## Begin SUPPLIED DATA

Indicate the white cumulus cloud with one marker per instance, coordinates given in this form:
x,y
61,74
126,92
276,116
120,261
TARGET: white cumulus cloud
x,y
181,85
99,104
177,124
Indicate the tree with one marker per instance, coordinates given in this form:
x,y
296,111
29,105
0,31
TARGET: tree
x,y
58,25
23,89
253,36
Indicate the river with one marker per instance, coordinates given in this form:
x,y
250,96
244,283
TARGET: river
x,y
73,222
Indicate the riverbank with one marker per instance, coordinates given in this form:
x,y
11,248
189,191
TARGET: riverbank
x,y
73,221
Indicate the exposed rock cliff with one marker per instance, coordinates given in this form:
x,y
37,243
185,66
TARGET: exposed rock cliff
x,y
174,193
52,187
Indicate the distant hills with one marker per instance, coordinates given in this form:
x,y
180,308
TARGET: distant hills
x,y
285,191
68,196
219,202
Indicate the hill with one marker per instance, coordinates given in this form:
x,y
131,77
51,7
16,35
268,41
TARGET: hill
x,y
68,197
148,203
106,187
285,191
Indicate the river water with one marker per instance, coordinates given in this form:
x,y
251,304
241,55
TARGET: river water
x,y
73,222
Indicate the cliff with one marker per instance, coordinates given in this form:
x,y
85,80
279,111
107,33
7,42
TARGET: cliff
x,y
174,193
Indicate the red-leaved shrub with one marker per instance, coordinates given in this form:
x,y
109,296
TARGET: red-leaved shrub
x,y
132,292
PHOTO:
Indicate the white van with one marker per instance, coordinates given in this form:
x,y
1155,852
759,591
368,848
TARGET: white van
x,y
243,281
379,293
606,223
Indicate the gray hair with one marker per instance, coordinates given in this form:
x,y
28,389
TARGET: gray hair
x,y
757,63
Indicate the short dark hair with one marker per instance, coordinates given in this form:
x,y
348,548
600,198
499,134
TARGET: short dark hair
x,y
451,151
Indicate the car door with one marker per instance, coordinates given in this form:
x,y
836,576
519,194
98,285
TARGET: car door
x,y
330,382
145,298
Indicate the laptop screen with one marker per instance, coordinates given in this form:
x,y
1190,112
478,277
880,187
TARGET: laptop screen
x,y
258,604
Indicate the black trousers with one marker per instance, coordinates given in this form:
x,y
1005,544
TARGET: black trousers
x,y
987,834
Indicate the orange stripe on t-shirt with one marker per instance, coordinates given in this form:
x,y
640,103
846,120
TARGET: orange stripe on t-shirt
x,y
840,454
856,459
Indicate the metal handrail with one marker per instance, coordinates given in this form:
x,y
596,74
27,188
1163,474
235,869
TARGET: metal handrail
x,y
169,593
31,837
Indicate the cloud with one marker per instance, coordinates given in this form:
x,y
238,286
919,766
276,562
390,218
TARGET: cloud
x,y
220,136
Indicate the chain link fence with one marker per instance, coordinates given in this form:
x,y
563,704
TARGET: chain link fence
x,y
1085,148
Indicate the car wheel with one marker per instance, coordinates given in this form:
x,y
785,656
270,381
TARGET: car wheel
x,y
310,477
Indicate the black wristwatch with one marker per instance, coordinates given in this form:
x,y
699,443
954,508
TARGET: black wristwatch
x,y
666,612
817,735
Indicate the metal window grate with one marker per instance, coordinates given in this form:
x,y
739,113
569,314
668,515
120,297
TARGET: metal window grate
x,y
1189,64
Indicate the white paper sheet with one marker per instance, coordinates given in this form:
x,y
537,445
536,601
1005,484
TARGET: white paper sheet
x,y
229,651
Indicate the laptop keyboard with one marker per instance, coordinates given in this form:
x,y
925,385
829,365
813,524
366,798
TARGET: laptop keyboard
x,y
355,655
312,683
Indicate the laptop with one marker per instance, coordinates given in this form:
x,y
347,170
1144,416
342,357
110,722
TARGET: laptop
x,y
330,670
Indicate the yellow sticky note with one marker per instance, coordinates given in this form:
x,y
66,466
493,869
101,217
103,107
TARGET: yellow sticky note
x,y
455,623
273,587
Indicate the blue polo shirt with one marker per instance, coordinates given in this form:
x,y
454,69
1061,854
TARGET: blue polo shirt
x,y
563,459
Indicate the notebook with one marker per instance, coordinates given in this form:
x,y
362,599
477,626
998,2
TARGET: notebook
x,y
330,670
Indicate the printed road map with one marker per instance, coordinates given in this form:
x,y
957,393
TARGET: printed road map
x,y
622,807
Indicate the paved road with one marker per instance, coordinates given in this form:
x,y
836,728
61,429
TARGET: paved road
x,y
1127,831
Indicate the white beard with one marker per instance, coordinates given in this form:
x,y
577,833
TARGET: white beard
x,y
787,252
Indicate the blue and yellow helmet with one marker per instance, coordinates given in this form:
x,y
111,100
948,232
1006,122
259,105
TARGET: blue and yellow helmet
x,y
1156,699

## End SUPPLIED DATA

--- TASK GOAL ---
Copy all of the data above line by line, without any changes.

--- EXERCISE RESPONSE ---
Indicate the white cumulus cloud with one marker per instance, coordinates given in this form:
x,y
61,74
126,92
276,116
120,261
TARGET: white cumulus cloud
x,y
181,85
99,104
177,124
Indicate the tree with one marker per instance, coordinates given in this form:
x,y
296,111
29,105
0,31
TARGET: tree
x,y
58,25
23,89
253,36
Indicate the river with one marker per instance, coordinates given in this form:
x,y
250,96
244,283
TARGET: river
x,y
73,222
Indicate the riverbank with one marker per instance, coordinates given in this form:
x,y
11,248
189,191
TARGET: riverbank
x,y
73,221
Indicate the exposed rock cliff with one marker per instance, coordinates given in this form:
x,y
37,243
185,66
TARGET: exposed rock cliff
x,y
174,193
52,187
Indicate the distant hills with one marker per instance, coordinates given in this form:
x,y
180,308
TARGET: distant hills
x,y
285,191
68,196
219,202
Indicate the hill with one marker per instance, coordinates given in this form:
x,y
131,77
51,7
16,35
268,41
TARGET: hill
x,y
68,197
148,203
106,187
285,191
Indicate the river water with one marker per instance, coordinates given in this form:
x,y
251,304
241,55
TARGET: river water
x,y
73,222
Indicate the cliff with one marker per instance, coordinates given in this form:
x,y
85,80
279,111
107,33
7,42
TARGET: cliff
x,y
174,193
Indicate the red-leaved shrub with one marker per instance, coordinates given in this form:
x,y
109,296
TARGET: red-leaved shrub
x,y
132,292
PHOTO:
Indicate the white van with one marker per instance, coordinates given in this form:
x,y
1155,852
759,591
368,848
TARGET: white van
x,y
243,281
379,293
606,223
Indicate the gray hair with one marker per instance, coordinates given in this form:
x,y
28,389
TARGET: gray hair
x,y
757,63
Indicate the short dark hair with one marker per instance, coordinates given in this form:
x,y
348,548
600,198
499,134
TARGET: short dark hair
x,y
451,151
Indicate the car door with one marker per instance, coordinates given in this form:
x,y
836,576
519,194
98,285
TARGET: car door
x,y
330,382
145,298
Indicate the laptop screen with one marker per instance, coordinates given in this form:
x,y
1190,112
478,277
880,187
TARGET: laptop screen
x,y
258,604
Indicate the black trousers with one marker per instance, coordinates given in this form:
x,y
1005,544
TARGET: black trousers
x,y
987,834
Indicate the orange stripe on t-shirt with one marker per instance, coordinates given in this form:
x,y
640,103
846,120
TARGET: orange stripe on t-shirt
x,y
840,454
856,459
Indicate the metal handrail with one marker per instance, coordinates given in this form:
x,y
596,74
27,188
1163,474
235,869
TARGET: metal handrail
x,y
169,593
31,837
Indicate the cloud with one marker per instance, coordinates given in this form:
x,y
238,286
919,766
276,562
390,218
TARGET: cloud
x,y
220,136
Indicate the chain link fence with one marker per instance, coordinates given in this form:
x,y
563,704
TARGET: chain link fence
x,y
1085,148
Indicate the car wheel with one marker per instance, coordinates given in this form:
x,y
785,656
270,381
TARGET: car wheel
x,y
310,477
Indicate the black wristwatch with one marker per instance, coordinates given in this form:
x,y
699,443
954,508
TARGET: black wristwatch
x,y
666,612
817,735
Indicate the metal window grate with one marker per instance, coordinates given in this form:
x,y
739,113
569,314
668,515
120,297
TARGET: metal window grate
x,y
1189,64
Indicate the white paper sheet with one marker per instance, coordinates given in this form:
x,y
537,445
536,601
1005,484
TARGET: white paper sheet
x,y
229,651
Indicate the laptop keyboard with one marker per instance, coordinates given in this form:
x,y
925,385
829,365
813,524
366,798
TARGET: laptop keyboard
x,y
355,655
312,683
Indicate the laptop with one marker per instance, coordinates given in this form:
x,y
347,170
1144,416
342,357
110,722
TARGET: laptop
x,y
330,670
Indicate the yellow sticky note with one marker per instance, coordinates given in this form:
x,y
66,466
493,869
101,217
103,107
TARGET: yellow sticky note
x,y
455,623
273,587
Indicate the blue polo shirt with one marker per instance, coordinates given in this form:
x,y
454,69
1061,854
TARGET: blue polo shirt
x,y
563,459
Indicate the notebook with one marker per instance, coordinates given in this form:
x,y
362,599
477,626
998,2
TARGET: notebook
x,y
330,670
Indicate the printed road map with one marker per instance, coordinates given in this form:
x,y
957,393
TARGET: printed road map
x,y
622,807
Indicate the paved road with one marker per instance, coordinates given in this form:
x,y
836,728
61,429
TARGET: paved road
x,y
1127,831
Indicate the white beard with one marker per instance, coordinates given in this form:
x,y
577,833
TARGET: white beard
x,y
787,252
Indicate the blue and yellow helmet with one marker per instance, coordinates given in this form:
x,y
111,100
948,232
1006,122
259,105
TARGET: blue and yellow helmet
x,y
1156,699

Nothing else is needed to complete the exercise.